→ **Quoted passage**
● ● ● ●

Question Of The Day: 23 December, 2008

Your boss wants the following information displayed whenever someone connects to router r1 via telnet:

“This device belongs to cciepursuit.com  It is most likely poorly protected and congfigured.  Hack away!!!”

Telnet users must login to r1 with a username of ‘TELNET’ password of ‘CISCO’.  Your boss then wants the following message displayed:

“Congratulations on hacking into r1.cciepursuit.com via line X!!!” where X = the line number that the user is connected to r1 on.

Furthermore he wants users logging into r1 via the console line to automatically be in privileged exec mode and to only see the line:

“Congratulations on hacking into r1.cciepursuit.com via line X!!!” where X = the line number that the user is connected to r1 on.

Just to make your life extra difficult, he is considering changing the domain name from ‘cciepursuit.com’ to ‘cciepursuitsucks.net’ as well are renaming all of the devices in the format of ‘RouterX’.  He wants your configuration to dynamically adapt to these stupid changes.

————

Previous Question of the Day:

Given the following output:

R1#show backup
Primary Interface   Secondary Interface   Status
—————–   ——————-   ——
Serial1/0.1         Serial1/1             waiting to revert (292 more seconds)

Which of the following is configured on R1?

A)
interface Serial1/0.1
backup delay 60 300
backup interface Serial1/1

B)
interface Serial1/0.1
backup delay 300 0
backup interface Serial1/1

C)
interface Serial1/1
backup delay 60 300
backup interface Serial1/1

D)
interface Serial1/1
backup delay 300 0
backup interface Serial1

Answer %
A 56%
B 26%
C 6%
D 9%

The answer:

A)
interface Serial1/0.1
backup delay 60 300
backup interface Serial1/1

From the output of the ‘show backup’ command we can see that the primary interface is Serial1/0.1 and the secondary(backup) interface is Serial1/1.  When configuring the ‘backup interface’ command, you configure the secondary interface under the primary interface.  We can throw out answers B and C at this point.

The output of the ‘show backup’ command shows the status as ‘waiting to revert (292 more seconds)’.  From this information we can tell that there has been a ‘backup delay’ value configured.

● ● ● ●

→ **Problem 1**
Answer these from the router quiz:
(a) What username and password must telnet users enter to log in to r1?
(b) What domain name is the boss considering switching to?
(c) What percentage of responses chose answer A?
→ **Problem 2**
Put this sentence from the router quiz into Spanish: "When configuring the ‘backup interface’ command, you configure the secondary interface under the primary interface."
→ **Problem 3**
Rewrite the router quiz from "Furthermore he wants" to "these stupid changes.", replacing "privileged exec mode" with "user exec mode".

● ● ● ●

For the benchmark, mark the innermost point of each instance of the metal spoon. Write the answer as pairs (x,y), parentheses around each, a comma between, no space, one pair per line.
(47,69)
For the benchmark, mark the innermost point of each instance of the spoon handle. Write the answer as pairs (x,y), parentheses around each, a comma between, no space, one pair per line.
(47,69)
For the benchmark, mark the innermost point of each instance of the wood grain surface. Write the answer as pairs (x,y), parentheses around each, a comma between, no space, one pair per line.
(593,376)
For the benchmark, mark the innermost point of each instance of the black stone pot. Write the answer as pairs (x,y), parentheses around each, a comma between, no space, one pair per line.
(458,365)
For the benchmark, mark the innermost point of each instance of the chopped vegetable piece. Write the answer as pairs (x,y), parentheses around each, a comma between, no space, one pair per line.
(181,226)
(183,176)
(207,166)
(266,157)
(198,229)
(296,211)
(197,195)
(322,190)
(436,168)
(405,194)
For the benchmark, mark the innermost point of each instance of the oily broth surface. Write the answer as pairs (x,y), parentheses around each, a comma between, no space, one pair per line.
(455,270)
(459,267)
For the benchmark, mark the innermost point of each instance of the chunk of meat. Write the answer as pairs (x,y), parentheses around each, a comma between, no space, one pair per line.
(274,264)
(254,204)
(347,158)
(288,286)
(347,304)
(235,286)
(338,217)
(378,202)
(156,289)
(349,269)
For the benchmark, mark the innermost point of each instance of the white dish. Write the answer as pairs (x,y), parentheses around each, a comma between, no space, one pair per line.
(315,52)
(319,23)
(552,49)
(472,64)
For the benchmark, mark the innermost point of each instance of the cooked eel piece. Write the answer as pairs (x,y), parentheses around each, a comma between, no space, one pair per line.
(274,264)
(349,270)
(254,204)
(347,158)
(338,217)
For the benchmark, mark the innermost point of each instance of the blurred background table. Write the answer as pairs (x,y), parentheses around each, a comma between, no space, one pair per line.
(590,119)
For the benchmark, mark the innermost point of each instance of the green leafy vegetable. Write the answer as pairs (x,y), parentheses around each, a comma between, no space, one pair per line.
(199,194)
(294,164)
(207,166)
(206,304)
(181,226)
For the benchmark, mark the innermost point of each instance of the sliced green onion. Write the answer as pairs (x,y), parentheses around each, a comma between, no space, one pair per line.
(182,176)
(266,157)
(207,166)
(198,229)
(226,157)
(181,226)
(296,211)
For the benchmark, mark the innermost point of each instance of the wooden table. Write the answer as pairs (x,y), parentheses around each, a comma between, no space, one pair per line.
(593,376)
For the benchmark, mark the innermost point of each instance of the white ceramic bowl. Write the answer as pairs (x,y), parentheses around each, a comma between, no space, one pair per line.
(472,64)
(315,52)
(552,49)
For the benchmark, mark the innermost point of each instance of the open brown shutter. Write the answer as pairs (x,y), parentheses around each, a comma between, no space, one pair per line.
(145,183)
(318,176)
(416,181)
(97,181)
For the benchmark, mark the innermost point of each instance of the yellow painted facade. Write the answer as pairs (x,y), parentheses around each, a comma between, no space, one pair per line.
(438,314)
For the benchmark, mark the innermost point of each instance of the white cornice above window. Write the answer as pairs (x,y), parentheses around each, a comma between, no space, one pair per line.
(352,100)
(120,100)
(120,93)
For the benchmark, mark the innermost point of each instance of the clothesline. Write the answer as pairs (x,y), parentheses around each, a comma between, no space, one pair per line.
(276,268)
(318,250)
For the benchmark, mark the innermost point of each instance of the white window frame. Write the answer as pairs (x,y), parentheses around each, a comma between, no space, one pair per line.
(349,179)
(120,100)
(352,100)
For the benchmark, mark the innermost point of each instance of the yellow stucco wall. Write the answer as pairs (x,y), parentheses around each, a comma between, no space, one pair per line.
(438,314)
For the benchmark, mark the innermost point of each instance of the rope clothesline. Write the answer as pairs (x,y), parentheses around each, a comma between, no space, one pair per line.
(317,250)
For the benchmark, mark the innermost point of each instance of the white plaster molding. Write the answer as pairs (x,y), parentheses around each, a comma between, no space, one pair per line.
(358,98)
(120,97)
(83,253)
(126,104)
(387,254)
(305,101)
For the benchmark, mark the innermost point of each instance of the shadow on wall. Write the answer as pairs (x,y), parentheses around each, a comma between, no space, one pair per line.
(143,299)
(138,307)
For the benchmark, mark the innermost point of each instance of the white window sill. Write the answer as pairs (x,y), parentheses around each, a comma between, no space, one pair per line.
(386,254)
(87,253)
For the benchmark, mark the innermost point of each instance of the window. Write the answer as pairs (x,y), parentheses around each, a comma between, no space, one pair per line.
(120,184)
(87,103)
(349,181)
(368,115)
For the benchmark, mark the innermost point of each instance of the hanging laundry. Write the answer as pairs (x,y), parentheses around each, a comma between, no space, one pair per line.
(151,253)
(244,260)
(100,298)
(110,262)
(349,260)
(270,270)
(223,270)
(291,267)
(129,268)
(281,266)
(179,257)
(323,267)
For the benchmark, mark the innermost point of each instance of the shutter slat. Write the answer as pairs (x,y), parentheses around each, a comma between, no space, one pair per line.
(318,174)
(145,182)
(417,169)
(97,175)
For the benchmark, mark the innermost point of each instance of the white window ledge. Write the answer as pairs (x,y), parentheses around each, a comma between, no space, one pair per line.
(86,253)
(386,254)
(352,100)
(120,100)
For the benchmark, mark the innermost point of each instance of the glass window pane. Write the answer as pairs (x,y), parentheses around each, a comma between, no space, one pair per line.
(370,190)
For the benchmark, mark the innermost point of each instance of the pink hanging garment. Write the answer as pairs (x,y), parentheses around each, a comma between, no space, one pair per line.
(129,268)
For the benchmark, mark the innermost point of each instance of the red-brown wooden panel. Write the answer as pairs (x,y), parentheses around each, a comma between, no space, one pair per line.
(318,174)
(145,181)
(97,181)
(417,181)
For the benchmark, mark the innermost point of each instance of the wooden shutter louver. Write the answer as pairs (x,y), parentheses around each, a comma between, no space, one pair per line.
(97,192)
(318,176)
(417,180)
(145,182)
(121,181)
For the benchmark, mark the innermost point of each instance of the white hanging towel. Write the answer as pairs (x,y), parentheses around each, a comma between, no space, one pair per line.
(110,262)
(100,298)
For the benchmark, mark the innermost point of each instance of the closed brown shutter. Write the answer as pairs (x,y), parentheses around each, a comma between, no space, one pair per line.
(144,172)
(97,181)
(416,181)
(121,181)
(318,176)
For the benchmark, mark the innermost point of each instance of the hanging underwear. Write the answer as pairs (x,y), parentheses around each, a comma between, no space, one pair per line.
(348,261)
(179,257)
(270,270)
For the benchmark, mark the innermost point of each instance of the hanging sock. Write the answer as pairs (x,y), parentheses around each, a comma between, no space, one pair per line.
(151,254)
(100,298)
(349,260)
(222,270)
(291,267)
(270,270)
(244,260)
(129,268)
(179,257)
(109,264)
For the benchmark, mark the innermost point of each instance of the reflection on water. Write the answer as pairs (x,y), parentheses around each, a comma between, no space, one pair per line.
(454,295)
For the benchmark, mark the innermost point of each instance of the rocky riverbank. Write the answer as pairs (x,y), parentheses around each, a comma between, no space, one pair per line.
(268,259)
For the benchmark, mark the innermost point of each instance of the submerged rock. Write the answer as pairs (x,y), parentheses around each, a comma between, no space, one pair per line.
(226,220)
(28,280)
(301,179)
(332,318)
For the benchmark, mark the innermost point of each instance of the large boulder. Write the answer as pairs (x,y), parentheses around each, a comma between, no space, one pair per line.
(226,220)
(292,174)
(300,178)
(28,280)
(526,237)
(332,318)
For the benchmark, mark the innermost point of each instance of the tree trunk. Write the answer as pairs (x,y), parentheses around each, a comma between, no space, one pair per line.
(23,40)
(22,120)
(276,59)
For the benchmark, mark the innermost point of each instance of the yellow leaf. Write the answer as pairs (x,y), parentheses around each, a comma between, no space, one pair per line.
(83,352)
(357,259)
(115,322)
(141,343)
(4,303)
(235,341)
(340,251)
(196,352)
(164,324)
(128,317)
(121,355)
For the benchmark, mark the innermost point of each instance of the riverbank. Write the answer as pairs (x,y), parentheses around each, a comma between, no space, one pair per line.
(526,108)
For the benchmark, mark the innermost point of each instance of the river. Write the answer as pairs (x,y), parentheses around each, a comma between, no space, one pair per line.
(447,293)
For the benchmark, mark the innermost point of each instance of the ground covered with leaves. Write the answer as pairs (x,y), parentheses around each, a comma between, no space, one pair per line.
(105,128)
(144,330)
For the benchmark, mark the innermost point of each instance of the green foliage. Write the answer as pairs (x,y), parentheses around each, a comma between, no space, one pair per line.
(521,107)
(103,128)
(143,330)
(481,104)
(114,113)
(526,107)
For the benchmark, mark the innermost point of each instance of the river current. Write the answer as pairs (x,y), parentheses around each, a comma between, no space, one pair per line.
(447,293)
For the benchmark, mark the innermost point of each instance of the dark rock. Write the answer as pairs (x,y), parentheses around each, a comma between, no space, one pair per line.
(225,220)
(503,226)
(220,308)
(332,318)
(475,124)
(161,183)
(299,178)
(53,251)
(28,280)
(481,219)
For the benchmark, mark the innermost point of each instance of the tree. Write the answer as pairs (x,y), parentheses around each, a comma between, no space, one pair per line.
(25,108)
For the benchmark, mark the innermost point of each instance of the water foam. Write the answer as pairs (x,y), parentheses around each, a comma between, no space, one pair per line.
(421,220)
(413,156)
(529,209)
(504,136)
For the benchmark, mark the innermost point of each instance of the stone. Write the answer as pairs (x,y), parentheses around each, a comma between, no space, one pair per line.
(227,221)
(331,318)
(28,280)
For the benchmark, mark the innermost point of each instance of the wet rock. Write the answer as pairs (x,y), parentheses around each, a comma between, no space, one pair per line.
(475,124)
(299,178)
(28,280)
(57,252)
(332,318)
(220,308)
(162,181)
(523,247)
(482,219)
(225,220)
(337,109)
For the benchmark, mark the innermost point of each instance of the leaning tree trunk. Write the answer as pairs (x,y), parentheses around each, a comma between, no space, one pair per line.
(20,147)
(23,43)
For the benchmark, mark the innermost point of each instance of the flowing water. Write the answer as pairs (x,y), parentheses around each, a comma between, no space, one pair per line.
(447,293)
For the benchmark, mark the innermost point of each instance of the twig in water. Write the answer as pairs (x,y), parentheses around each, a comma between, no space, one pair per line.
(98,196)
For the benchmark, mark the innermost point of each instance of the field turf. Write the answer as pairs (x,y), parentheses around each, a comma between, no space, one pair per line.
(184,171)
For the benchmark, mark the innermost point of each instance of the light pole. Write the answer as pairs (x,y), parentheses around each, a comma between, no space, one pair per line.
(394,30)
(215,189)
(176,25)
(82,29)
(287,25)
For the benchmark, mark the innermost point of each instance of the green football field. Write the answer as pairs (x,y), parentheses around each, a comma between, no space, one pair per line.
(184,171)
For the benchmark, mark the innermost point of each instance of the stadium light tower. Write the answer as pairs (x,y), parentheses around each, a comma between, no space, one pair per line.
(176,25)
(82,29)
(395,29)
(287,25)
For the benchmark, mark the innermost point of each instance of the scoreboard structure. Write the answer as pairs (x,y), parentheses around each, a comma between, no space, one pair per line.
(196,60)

● ● ● ●

→ **Task response 1**
(a) Username ‘TELNET’ and password ‘CISCO’.
(b) ‘cciepursuitsucks.net’.
(c) 56%.

→ **Task response 2**
Al configurar el comando ‘backup interface’, se configura la interfaz secundaria bajo la interfaz principal.

→ **Task response 3**
Furthermore he wants users logging into r1 via the console line to automatically be in user exec mode and to only see the line:

“Congratulations on hacking into r1.cciepursuit.com via line X!!!” where X = the line number that the user is connected to r1 on.

Just to make your life extra difficult, he is considering changing the domain name from ‘cciepursuit.com’ to ‘cciepursuitsucks.net’ as well are renaming all of the devices in the format of ‘RouterX’.  He wants your configuration to dynamically adapt to these stupid changes.